## Written instruction
Pull out every line in the records below that contains the string "number", and copy each of those lines.

## Exercise material
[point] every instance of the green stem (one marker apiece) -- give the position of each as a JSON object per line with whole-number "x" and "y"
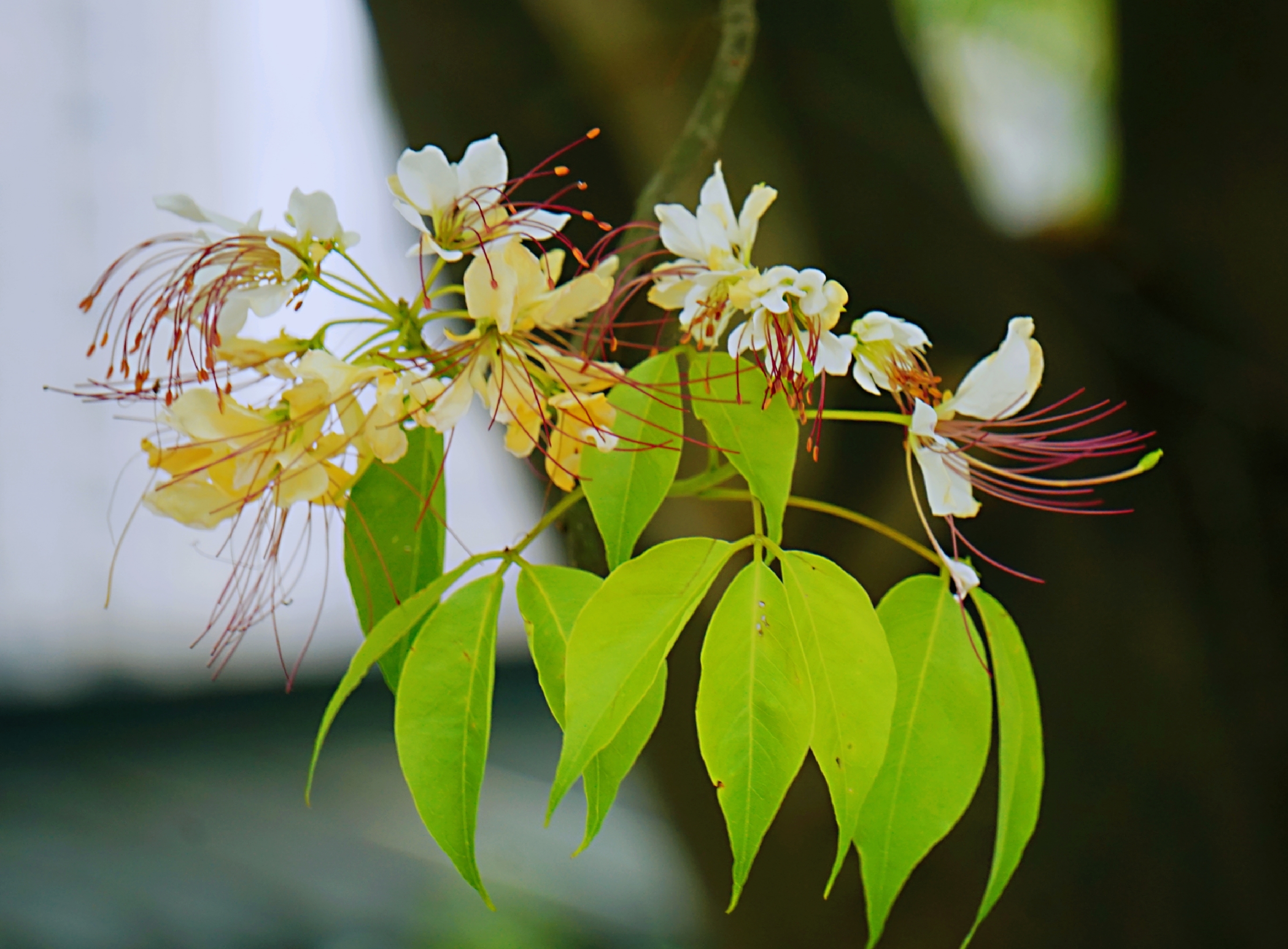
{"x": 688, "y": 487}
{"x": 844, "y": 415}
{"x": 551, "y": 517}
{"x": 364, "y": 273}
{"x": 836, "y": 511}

==

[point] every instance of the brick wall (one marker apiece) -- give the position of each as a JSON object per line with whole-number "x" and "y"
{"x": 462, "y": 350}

## Answer for the task
[point] every instance of the green stem (one marker apiece) -- give the position of each as a JSON object per line with whole-number "x" and "y"
[point] every instance of the brick wall (one marker apiece) -- give the position of each as a JSON object per line with whole-number "x" and "y"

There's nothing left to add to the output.